RECORDED DATA:
———

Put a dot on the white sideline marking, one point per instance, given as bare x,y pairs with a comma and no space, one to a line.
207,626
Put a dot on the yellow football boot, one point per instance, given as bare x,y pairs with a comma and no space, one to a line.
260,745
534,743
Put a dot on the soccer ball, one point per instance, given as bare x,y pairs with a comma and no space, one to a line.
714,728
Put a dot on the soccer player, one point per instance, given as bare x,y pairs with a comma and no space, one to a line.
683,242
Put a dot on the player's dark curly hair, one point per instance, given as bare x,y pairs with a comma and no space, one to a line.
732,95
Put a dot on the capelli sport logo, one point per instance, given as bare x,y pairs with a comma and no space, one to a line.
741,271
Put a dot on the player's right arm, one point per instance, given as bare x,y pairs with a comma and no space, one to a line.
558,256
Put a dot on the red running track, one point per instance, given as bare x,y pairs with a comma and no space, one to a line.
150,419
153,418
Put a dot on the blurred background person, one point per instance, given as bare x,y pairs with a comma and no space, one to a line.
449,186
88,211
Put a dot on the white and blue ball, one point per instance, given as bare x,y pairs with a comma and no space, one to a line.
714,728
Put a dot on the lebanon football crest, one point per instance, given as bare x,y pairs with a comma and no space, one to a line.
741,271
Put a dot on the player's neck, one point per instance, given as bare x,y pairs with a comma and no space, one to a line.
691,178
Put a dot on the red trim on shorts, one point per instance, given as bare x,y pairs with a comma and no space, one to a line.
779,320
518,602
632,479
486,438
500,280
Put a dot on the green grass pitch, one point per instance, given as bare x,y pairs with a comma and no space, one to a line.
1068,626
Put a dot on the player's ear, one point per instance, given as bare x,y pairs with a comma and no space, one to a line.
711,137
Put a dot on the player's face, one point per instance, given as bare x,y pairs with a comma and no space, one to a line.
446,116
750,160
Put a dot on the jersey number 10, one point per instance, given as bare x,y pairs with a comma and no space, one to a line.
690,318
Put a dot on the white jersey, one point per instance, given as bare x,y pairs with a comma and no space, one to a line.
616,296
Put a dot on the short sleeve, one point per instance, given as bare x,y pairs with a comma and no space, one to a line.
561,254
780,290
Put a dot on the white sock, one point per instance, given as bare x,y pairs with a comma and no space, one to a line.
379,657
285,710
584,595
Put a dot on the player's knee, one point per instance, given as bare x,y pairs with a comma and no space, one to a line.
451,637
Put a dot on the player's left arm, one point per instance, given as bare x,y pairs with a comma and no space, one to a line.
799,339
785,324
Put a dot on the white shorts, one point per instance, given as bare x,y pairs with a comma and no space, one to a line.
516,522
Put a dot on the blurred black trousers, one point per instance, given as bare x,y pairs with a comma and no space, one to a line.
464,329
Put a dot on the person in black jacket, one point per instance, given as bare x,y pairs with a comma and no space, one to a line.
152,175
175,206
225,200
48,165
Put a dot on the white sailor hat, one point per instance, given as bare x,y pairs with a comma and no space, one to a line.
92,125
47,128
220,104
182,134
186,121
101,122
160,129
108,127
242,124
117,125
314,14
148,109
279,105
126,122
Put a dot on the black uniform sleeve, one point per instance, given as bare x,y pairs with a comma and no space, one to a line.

———

Copy the material above exactly. Include every line.

Put a dot on the white sideline marking, one point per instance, given as bare x,y pairs with a comma and no space, one to a line.
207,626
Put a dot on the yellow football boot, one point per instance, given as bare x,y pairs with a comma and no space, one to a line.
260,745
534,743
Put a dot on the soccer ball, one point per instance, given as bare x,y pairs with a comma and no space, one to a line.
714,728
Put a dot on the soccer player, one point per instance, given as bare x,y pairs with a comma and no space, one to a line.
683,242
Put a dot on the player's dark curly hair, one point per instance, given as bare x,y pairs with a comma and no space, one to a line.
732,95
Put a dot on the capelli sport logo, one point per instance, given as bare x,y pairs with a comma and no space, one to a line.
741,271
Put a dot on the player's right arm, one point per instance, given as bare x,y pairs with a comma and no space, one to a line.
558,256
Put a dot on the red running track, one point per instance, given as bare x,y pairs with a comma and no space, one to a line.
150,419
153,418
Put a dot on the blurred background person, one point per instance, given as bare x,y pairs with a comma and no space, one to a line.
449,186
88,211
Put a dot on the white and blue ball, one point per instance, given as bare x,y pairs with a comma and no space, one to a line.
714,728
Put a dot on the lebanon football crest, one point per instance, given as bare x,y pairs with a comma and no space, one to a line.
741,271
Put a dot on the player's neck, one point per instance, given as bare x,y pairs with a comma and no space, one to a line.
691,178
Put a dot on the red trim on shorts, one point per instance, given as bare x,y pairs with a comma and no space, one to a line.
779,320
518,602
632,479
486,438
500,280
Put a dot on the green grass pitch, one point per instance, given as bare x,y pairs with a comma and no space, one to a line.
1068,626
Put a dot on the player's ear, one point per instance, given as bare x,y pairs with a comma and no space, one to a line.
711,137
Put a dot on the player's face, one point per instance, given as bare x,y pairs with a comma and no space, one to a line.
446,116
750,160
Put a dot on the jersey number 10, one point per instance, given as bare x,y pairs with a comma and no space, one to a line.
690,318
Put a dot on the white jersey, one point per instance, given as bare x,y pairs with a comma and no space, one to a line.
616,296
Put a dot on the short sleeve, one point per instance, given as bare x,y pairs with a comma and no space, one to a line.
561,254
780,290
Put a dot on the white sock, one point per instance, given as bare x,y pairs with a comma and no space, one to a line.
379,657
285,710
584,595
Put a dot on the player's knee, one point per instance, given as bare x,y pairs with a comma and no space, one to a line.
451,637
Put a dot on the player's left arm, one point per instance, given as bare x,y pairs with a comma and no space, one to a line.
799,339
785,324
Put a dot on the white shorts, one point per instance, given as bare x,y pairs with a comma and no space, one to a line.
516,522
Put a dot on the blurred black trousers, one point per instance, given as bare x,y pairs with a comma and no space, one to a line.
464,329
Put a dot on the person in black jacket, one point per instance, given as bare x,y pairs with a comma and no space, one to a line.
152,175
175,206
225,200
48,165
Put a dot on the white sailor hat, one point per instance, given as bare x,y pairs with a comma and no space, one to a line.
92,125
47,128
220,104
182,134
186,121
101,122
160,129
108,127
242,124
117,125
314,14
148,109
279,105
126,122
Put a dot on the black uniform sleeve, one point per instance, given as bare x,y pairs with a comma and no space, one to a line.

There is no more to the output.